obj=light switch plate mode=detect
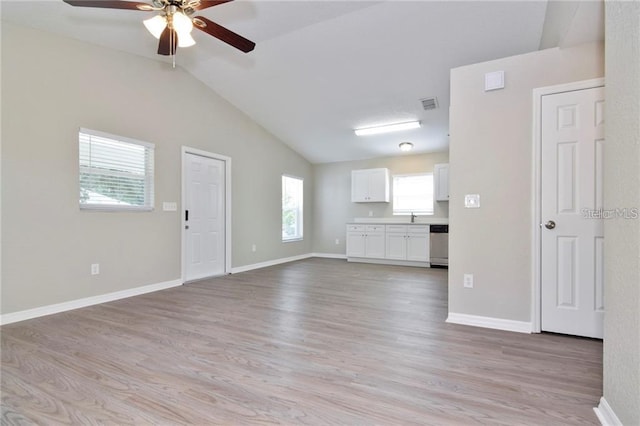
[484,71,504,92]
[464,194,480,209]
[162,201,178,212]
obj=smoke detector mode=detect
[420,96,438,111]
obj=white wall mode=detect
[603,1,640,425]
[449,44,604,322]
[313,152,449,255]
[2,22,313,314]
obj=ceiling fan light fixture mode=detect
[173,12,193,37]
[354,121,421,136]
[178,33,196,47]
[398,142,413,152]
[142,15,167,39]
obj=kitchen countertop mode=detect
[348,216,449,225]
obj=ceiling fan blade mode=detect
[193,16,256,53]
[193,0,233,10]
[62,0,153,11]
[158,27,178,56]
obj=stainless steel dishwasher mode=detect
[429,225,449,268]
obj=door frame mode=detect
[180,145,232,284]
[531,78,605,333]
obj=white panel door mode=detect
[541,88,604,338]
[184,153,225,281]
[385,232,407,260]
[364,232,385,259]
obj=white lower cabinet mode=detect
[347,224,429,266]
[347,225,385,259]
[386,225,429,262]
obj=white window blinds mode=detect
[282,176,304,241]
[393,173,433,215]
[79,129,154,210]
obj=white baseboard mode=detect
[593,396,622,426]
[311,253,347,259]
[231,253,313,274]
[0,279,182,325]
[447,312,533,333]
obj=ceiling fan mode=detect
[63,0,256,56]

**What to work on**. Output every line above verbatim, from first to last, omitting the picture.

**Problem solution**.
obj=light switch plate mode=detect
[484,71,504,92]
[464,194,480,209]
[162,201,178,212]
obj=smoke detector mode=detect
[420,96,438,111]
obj=white wall mode=detect
[603,1,640,425]
[449,44,604,322]
[313,152,449,255]
[2,22,313,314]
obj=ceiling fan light fixture mode=detect
[173,12,193,37]
[354,121,421,136]
[178,33,196,47]
[398,142,413,152]
[142,15,167,39]
obj=kitchen countertop mode=detect
[348,216,449,225]
obj=ceiling fan blade mode=detect
[193,16,256,53]
[193,0,233,10]
[62,0,153,11]
[158,27,178,56]
obj=stainless steel dishwasher mode=detect
[429,225,449,268]
obj=door frame mode=detect
[180,145,232,284]
[531,78,605,333]
obj=white panel door mode=detect
[541,88,604,338]
[184,153,225,281]
[385,232,407,260]
[364,232,385,259]
obj=white lower cabinet mode=detect
[347,224,429,266]
[347,225,385,259]
[386,225,429,262]
obj=white window blinds mode=detect
[282,176,304,241]
[393,173,433,215]
[79,129,154,210]
obj=white baseboard mode=detect
[593,396,622,426]
[311,253,347,259]
[231,253,313,274]
[0,279,182,325]
[447,312,533,333]
obj=ceiling fan mode=detect
[63,0,256,56]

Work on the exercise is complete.